Short problem:
Reproduce every line of the material below, requests included, with each x and y coordinate in the answers multiplied by 0.55 and rounded to the nearest whole number, halves rounded up.

** start of Given records **

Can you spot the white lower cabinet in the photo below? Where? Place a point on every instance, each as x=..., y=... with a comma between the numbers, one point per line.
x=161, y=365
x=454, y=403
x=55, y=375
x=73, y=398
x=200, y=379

** end of Given records **

Solved problem:
Can you spot the white lower cabinet in the photo below? Where? Place a point on every instance, each as x=..., y=... with a comma between the numbers, one point per line.
x=89, y=201
x=250, y=222
x=30, y=206
x=40, y=219
x=110, y=208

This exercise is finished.